Check each line of the records below and collect those holding "true".

===== DATA TO EXAMINE =====

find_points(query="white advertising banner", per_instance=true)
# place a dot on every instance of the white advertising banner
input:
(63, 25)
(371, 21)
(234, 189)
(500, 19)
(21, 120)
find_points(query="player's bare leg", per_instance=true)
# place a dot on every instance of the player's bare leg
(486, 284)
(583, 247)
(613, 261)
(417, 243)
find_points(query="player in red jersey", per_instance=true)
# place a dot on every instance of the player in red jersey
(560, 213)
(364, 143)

=====
===== DATA TO EXAMINE =====

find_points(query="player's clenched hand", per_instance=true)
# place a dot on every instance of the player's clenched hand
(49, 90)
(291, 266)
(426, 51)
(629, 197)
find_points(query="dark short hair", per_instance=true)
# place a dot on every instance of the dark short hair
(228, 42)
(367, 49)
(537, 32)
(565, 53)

=====

__EXERCISE RESULT__
find_points(query="white advertising banner", per_instance=true)
find_points(query="player's bare leg", per_instance=true)
find_points(query="player in red jersey", per_instance=true)
find_points(query="player's clenched hand", per_instance=true)
find_points(query="dark short hair", per_instance=true)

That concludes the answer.